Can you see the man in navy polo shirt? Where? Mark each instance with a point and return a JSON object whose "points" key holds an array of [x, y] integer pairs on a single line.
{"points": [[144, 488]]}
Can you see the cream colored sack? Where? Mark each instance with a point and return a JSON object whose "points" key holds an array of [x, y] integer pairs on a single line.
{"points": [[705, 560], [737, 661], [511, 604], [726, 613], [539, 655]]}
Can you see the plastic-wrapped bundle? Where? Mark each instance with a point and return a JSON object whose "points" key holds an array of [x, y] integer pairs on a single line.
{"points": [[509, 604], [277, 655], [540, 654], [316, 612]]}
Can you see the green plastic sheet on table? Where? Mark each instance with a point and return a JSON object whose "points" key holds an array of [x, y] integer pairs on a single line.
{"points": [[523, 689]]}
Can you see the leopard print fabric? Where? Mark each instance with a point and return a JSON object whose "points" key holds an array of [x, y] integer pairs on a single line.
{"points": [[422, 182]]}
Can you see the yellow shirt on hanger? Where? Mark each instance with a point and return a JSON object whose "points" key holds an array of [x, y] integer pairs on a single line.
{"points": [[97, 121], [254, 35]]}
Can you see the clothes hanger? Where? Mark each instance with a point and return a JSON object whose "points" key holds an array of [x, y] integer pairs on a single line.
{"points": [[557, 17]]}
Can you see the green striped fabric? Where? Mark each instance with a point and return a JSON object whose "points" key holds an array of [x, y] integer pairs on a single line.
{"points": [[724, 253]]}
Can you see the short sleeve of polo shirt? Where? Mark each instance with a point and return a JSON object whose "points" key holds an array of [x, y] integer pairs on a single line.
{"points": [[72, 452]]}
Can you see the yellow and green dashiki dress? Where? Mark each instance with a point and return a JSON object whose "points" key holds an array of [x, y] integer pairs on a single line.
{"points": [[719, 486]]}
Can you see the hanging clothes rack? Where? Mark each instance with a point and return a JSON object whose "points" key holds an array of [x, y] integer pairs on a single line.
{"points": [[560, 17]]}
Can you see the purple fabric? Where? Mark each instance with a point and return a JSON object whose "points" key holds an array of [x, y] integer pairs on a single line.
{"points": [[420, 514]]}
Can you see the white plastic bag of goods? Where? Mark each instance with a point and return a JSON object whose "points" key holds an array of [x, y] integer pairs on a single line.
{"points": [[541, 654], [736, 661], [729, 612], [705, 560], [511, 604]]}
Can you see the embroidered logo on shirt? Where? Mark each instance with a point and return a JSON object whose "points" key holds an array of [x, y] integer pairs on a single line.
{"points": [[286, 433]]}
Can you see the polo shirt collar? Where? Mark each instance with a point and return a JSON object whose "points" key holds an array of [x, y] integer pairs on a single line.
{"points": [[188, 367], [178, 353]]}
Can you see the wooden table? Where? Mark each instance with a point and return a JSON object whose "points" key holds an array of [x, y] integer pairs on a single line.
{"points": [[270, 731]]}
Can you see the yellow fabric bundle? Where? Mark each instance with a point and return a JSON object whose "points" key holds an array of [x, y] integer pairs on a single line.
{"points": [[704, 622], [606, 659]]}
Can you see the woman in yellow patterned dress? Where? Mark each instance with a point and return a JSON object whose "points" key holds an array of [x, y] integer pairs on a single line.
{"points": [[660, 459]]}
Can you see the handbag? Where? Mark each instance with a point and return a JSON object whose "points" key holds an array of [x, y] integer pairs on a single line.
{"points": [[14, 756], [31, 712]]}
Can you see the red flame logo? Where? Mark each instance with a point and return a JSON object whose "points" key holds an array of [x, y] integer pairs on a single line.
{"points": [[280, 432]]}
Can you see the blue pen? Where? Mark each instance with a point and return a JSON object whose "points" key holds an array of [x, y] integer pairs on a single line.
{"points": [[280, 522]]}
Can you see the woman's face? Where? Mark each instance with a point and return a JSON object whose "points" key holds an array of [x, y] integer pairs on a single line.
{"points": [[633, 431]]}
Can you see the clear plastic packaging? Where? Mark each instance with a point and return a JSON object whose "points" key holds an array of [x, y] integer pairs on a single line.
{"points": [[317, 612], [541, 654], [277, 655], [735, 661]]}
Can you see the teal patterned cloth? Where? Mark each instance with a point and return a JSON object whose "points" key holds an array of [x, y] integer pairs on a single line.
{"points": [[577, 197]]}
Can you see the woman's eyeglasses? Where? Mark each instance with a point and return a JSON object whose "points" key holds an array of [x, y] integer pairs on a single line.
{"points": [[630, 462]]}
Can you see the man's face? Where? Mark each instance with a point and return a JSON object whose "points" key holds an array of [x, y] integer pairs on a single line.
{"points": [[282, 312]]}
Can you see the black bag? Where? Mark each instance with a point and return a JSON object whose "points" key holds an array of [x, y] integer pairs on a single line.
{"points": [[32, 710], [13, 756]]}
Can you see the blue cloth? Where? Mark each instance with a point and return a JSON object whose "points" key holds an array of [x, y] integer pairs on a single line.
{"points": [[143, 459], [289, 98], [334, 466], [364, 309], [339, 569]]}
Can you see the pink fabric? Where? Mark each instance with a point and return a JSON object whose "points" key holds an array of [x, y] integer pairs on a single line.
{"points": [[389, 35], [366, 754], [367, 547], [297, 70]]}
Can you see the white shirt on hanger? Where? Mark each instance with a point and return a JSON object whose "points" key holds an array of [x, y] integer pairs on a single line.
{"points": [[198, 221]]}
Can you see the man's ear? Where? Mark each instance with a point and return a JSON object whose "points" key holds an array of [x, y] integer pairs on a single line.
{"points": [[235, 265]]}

::::

TASK DETAILS:
Change "integer pairs" to "whole-number pairs" throughout the entries above, and leave every other word and character as it is.

FINAL RESULT:
Can you see the man in navy polo shirt? Where? Mark each instance with a point and return a JSON object whose "points" key holds an array of [x, y] whole-number pairs on a single line.
{"points": [[144, 488]]}
Can you see the cream colored sack? Where? Mark each instance with a point and return a JSON object whose "points" key holds an array of [x, y] whole-number pairs on a single line.
{"points": [[705, 560], [737, 661], [511, 604], [726, 613], [539, 655]]}
Can you see the plastic-wrapped bundle? Where? Mark each instance with a point and return a JSON object whose "points" key holds an array of [x, y] whole-number pairs on a single line.
{"points": [[509, 604], [277, 655], [540, 654], [316, 612]]}
Can you see the green plastic sheet on table? Where? Mark each instance with a point and return a JSON object whose "points" key holds an array of [x, y] whole-number pairs on a single line.
{"points": [[523, 689]]}
Can you see the leopard print fabric? Where? Mark each instance with a point and return a JSON object whose "points" key holds an array of [x, y] whole-number pairs on a single line.
{"points": [[422, 182]]}
Can you see the yellow shirt on hanger? Where? Mark each instance with a point and return a JSON object whose "points" key holds an array of [x, y] whole-number pairs on a single line.
{"points": [[97, 121], [254, 35]]}
Can you see the clothes hanger? Where? Mark each instance with a point and return a JSON object whose "points" key holds an array of [x, y] whole-number pairs on a single line.
{"points": [[557, 17]]}
Can you see the green striped fabric? Where? Mark each instance with a point and return a JSON object whose "points" key holds an array of [x, y] whole-number pairs on a single line.
{"points": [[724, 253]]}
Can you see the short sleeve of polo shirt? Where? Mark each instance with a point and return a JSON object whose "points" key holds an array of [x, y] whole-number pairs on a single line.
{"points": [[72, 452]]}
Can you see the yellow and green dashiki dress? Where? Mark each instance with a point and return a JSON object whose "points" key holds an array of [x, y] whole-number pairs on a single line.
{"points": [[719, 486]]}
Can you see the hanging clothes rack? Where? Mark each instance with a point and return a JSON object whose "points" key holds an array of [x, y] whole-number pairs on a single line.
{"points": [[560, 17]]}
Can you see the purple fabric? Where? Mark each instance with a point and return a JSON object whose "points" key holds an array of [x, y] whole-number pairs on a single line.
{"points": [[420, 514]]}
Can you see the white plastic bag of goods? Where? Mark each instance with a point and return a JSON object whose "points" key holds an array of [x, y] whole-number pairs on a single line.
{"points": [[541, 654], [736, 661], [729, 612], [705, 560], [511, 604]]}
Can you see the embroidered logo on shirt? Where? Mark each instance with a point and return a JSON object whose "points" key holds an array of [x, y] whole-number pairs on a single line.
{"points": [[286, 433]]}
Can you see the polo shirt collar? Where? Mark each instance with a point and return a JSON object whose "points" key holds an array of [x, y] whole-number pairs on a single line.
{"points": [[188, 367], [178, 353]]}
Can you see the wooden table? Where? Mark each instance with a point and return a JSON object whose "points" key holds an array of [x, y] whole-number pairs on a single line.
{"points": [[270, 731]]}
Can you see the yellow fabric bundle? Where? Mark each instance with a point and return a JSON object whose "points" key holds an array of [x, y] whole-number pairs on a single line.
{"points": [[704, 622], [606, 659]]}
Can you see the woman in yellow patterned dress? Where? Mark each instance with a point and return a JSON object whose "points" key holds an array of [x, y] whole-number pairs on a single line.
{"points": [[660, 459]]}
Can you see the handbag? Where? Mark each instance with a point and return a JSON object whose "points" key holds an array of [x, y] whole-number pairs on a single line.
{"points": [[14, 756], [31, 712]]}
Can you see the red flame logo? Where? Mark each instance with a point and return a JSON object whose "points" key holds an array of [x, y] whole-number pairs on a single line.
{"points": [[280, 432]]}
Can you see the blue pen? Where? Mark each instance with a point and return a JSON object whose "points" key holds an array of [x, y] whole-number pairs on a single line.
{"points": [[280, 522]]}
Can you see the woman's face? Where? Mark each instance with a point and return a JSON object whose "points" key holds an array of [x, y] whole-number pairs on a single line.
{"points": [[633, 431]]}
Can you see the clear plastic packaging? Where? Mark each instance with a point and return a JSON object whose "points" key holds an array of [x, y] whole-number pairs on a single line.
{"points": [[317, 612], [541, 654], [277, 655], [735, 661]]}
Can you see the teal patterned cloth? Where? Mark each instance with a point and return a JSON object whose "points" key holds an array of [x, y] whole-number pairs on a single line.
{"points": [[577, 197]]}
Can you see the woman's eyeglasses? Where? Mark each instance with a point and return a JSON object whose "points" key holds an array of [x, y] whole-number pairs on a single line.
{"points": [[630, 462]]}
Can you see the man's face? Where? Mark each instance with a point and return a JSON object whose "points" key holds an array of [x, y] whole-number pairs on a single line.
{"points": [[282, 312]]}
Can you see the black bag? Where? Mark each instance with a point and return a JSON object whose "points" key holds an array of [x, y] whole-number pairs on a single line.
{"points": [[32, 710], [13, 756]]}
Can you see the blue cloth? Where? Mark each instance with a point and return a JSON object whose "points" key holds an array of [x, y] whole-number pairs on a single line.
{"points": [[143, 459], [289, 98], [334, 466], [364, 309], [339, 569]]}
Can you see the pink fabric? Where? Mark each instance with a point and return a JSON object whose "points" key holds an array of [x, y] whole-number pairs on a single line.
{"points": [[389, 35], [366, 754], [367, 547], [297, 70]]}
Can you see the white shirt on hanger? Where? Mark each instance with a point and return a JSON object whose "points" key holds an array of [x, y] whole-number pairs on a single line.
{"points": [[198, 221]]}
Can you see the man's ear? Where? Mark each instance with a point and return a JSON object whose "points" key holds an array of [x, y] whole-number pairs on a single line.
{"points": [[235, 265]]}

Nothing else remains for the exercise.